-- begin Source material --

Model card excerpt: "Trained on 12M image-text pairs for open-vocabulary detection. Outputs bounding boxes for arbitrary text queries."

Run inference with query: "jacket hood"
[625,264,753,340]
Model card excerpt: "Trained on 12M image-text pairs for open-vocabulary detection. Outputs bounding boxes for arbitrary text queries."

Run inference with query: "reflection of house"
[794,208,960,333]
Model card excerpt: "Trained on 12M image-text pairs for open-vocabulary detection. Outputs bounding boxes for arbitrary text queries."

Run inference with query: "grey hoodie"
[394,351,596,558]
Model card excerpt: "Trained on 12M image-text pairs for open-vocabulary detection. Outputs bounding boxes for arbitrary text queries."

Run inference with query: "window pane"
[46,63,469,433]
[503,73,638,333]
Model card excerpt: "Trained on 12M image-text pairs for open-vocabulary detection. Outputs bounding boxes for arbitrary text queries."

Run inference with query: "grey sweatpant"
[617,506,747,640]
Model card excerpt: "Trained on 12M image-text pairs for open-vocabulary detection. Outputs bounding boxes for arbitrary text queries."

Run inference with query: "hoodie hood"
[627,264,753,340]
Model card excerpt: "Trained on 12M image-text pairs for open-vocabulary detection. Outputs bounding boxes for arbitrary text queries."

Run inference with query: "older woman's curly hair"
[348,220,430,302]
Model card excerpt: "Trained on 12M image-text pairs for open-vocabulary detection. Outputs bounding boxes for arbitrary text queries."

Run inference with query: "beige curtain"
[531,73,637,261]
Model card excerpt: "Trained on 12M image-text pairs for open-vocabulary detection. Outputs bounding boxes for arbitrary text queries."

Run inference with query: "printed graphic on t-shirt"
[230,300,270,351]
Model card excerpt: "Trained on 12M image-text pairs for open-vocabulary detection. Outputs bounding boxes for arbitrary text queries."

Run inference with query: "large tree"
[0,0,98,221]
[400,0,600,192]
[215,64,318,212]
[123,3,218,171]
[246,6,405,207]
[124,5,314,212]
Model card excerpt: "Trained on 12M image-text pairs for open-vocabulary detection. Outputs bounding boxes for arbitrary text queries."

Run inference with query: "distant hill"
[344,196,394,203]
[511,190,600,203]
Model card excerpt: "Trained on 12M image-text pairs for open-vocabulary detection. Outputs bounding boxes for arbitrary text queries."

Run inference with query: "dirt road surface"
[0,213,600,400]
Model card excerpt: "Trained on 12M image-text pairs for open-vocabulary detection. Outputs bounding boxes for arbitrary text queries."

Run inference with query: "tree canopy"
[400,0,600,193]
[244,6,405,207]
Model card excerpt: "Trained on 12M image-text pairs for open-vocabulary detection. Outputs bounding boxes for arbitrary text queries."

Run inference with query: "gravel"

-- end Source material --

▶ [Aim of the exercise]: Format every line of the items above as a JSON list of strings, one string per line, leaving out blank lines.

▶ [Result]:
[
  "Model card excerpt: \"Trained on 12M image-text pairs for open-vocabulary detection. Outputs bounding boxes for arbitrary text queries.\"",
  "Run inference with query: \"jacket hood\"",
  "[625,264,753,340]",
  "Model card excerpt: \"Trained on 12M image-text pairs for open-vocabulary detection. Outputs bounding boxes for arbitrary text queries.\"",
  "Run inference with query: \"reflection of house\"",
  "[794,208,960,333]",
  "Model card excerpt: \"Trained on 12M image-text pairs for open-vocabulary detection. Outputs bounding boxes for arbitrary text queries.\"",
  "Run inference with query: \"grey hoodie\"",
  "[394,351,596,558]",
  "Model card excerpt: \"Trained on 12M image-text pairs for open-vocabulary detection. Outputs bounding boxes for arbitrary text queries.\"",
  "Run inference with query: \"window pane\"",
  "[46,63,469,433]",
  "[503,73,638,333]",
  "Model card excerpt: \"Trained on 12M image-text pairs for open-vocabulary detection. Outputs bounding boxes for arbitrary text queries.\"",
  "Run inference with query: \"grey sweatpant\"",
  "[617,506,747,640]",
  "Model card excerpt: \"Trained on 12M image-text pairs for open-vocabulary detection. Outputs bounding boxes for arbitrary text queries.\"",
  "Run inference with query: \"hoodie hood\"",
  "[627,264,753,340]",
  "Model card excerpt: \"Trained on 12M image-text pairs for open-vocabulary detection. Outputs bounding boxes for arbitrary text queries.\"",
  "Run inference with query: \"older woman's curly hair\"",
  "[348,220,430,302]",
  "Model card excerpt: \"Trained on 12M image-text pairs for open-vocabulary detection. Outputs bounding boxes for arbitrary text queries.\"",
  "Run inference with query: \"beige curtain\"",
  "[531,73,637,261]",
  "Model card excerpt: \"Trained on 12M image-text pairs for open-vocabulary detection. Outputs bounding boxes for arbitrary text queries.\"",
  "Run inference with query: \"printed graphic on t-shirt\"",
  "[230,300,270,351]",
  "Model card excerpt: \"Trained on 12M image-text pairs for open-vocabulary detection. Outputs bounding boxes for arbitrary text queries.\"",
  "Run inference with query: \"large tree\"",
  "[0,0,98,221]",
  "[400,0,600,192]",
  "[215,64,318,212]",
  "[123,3,218,171]",
  "[246,6,405,207]",
  "[124,5,314,212]",
  "Model card excerpt: \"Trained on 12M image-text pairs for open-vocabulary detection. Outputs bounding boxes for arbitrary text queries.\"",
  "Run inference with query: \"distant hill\"",
  "[344,196,394,203]",
  "[511,190,600,203]",
  "Model card excerpt: \"Trained on 12M image-text pairs for open-vocabulary detection. Outputs bounding boxes for arbitrary text queries.\"",
  "Run inference with query: \"dirt road surface\"",
  "[0,213,600,400]",
  "Model card excerpt: \"Trained on 12M image-text pairs for open-vocabulary detection. Outputs bounding boxes for arbitrary text queries.\"",
  "Run inference with query: \"tree canopy\"",
  "[400,0,600,193]",
  "[244,6,405,207]",
  "Model card excerpt: \"Trained on 12M image-text pairs for open-vocabulary detection. Outputs bounding boxes for arbitrary text queries.\"",
  "Run inference with query: \"gravel\""
]